BEGIN Passage to read

Take a bunch of horror clichés that have been whipped up and repackaged for the MTV generation and all you get is the rather depressing trend in post-modern, post-Scream horror movies that continue to be churned out by mainstream Hollywood.

On the other hand, take some of the most shocking horror traits and traditions of the 1970s and hand them over to an innovative young filmmaker dedicated to disturbing his audience, and you get the genuinely terrifying Cabin Fever. This startling new movie from first-time director Eli Roth has been storming across film festivals in recent months, apparently prompting a bidding war between rival distributors.

Cabin Fever depicts the grisly fate of a group of five young city dwellers who decide to spend the final days of their college vacation in a remote country log cabin. However, this rural location harbours a much more deadly threat than just the backward and barbaric locals. As the film reveals, the region’s water supply has been subjected to chemical contamination by the hapless authorities. Those unfortunate enough to drink from this source become infected by a flesh-eating virus that provokes lesions to erupt through the skin’s surface, before the onset of madness, irrational acts of violence and fatal decomposition.

END Passage to read
BEGIN Collected material

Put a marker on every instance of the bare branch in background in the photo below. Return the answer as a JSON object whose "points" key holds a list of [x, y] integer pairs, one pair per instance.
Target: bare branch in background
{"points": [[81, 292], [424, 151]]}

END Collected material

#### Try it:
Please give back the Cabin Fever review above word for word, from its first sentence to its last.

#### Written reply:
Take a bunch of horror clichés that have been whipped up and repackaged for the MTV generation and all you get is the rather depressing trend in post-modern, post-Scream horror movies that continue to be churned out by mainstream Hollywood.

On the other hand, take some of the most shocking horror traits and traditions of the 1970s and hand them over to an innovative young filmmaker dedicated to disturbing his audience, and you get the genuinely terrifying Cabin Fever. This startling new movie from first-time director Eli Roth has been storming across film festivals in recent months, apparently prompting a bidding war between rival distributors.

Cabin Fever depicts the grisly fate of a group of five young city dwellers who decide to spend the final days of their college vacation in a remote country log cabin. However, this rural location harbours a much more deadly threat than just the backward and barbaric locals. As the film reveals, the region’s water supply has been subjected to chemical contamination by the hapless authorities. Those unfortunate enough to drink from this source become infected by a flesh-eating virus that provokes lesions to erupt through the skin’s surface, before the onset of madness, irrational acts of violence and fatal decomposition.